Can you lay out every line of the records below as a numbered list, with blank lines skipped and the pictures left out?

───── INFORMATION GIVEN

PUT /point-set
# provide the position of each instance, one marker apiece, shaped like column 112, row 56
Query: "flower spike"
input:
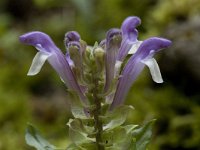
column 135, row 65
column 113, row 41
column 49, row 51
column 129, row 36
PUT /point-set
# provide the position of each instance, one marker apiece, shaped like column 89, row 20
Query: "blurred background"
column 41, row 100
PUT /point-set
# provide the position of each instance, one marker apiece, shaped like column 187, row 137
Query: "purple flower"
column 143, row 56
column 49, row 51
column 112, row 44
column 129, row 36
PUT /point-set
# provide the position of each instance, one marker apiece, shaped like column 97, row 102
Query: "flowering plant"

──────────

■ **EXPECTED ANSWER**
1. PUT /point-set
2. # provide the position of each instance, one marker apiece, shaped like column 112, row 56
3. Query: "flower spike"
4. input:
5. column 135, row 65
6. column 113, row 41
7. column 49, row 51
8. column 129, row 36
9. PUT /point-set
10. # provide the position of each instance, one marker apiece, shaped like column 89, row 20
11. Query: "blurred background"
12. column 41, row 100
13. PUT /point-set
14. # provide the position of each instance, one marker apiece, shaped like column 187, row 137
15. Query: "purple flower"
16. column 143, row 56
17. column 49, row 51
18. column 112, row 44
19. column 129, row 36
20. PUT /point-set
21. # provide the position of each instance, one marker apiece, shaped like column 97, row 102
22. Query: "flowering plant"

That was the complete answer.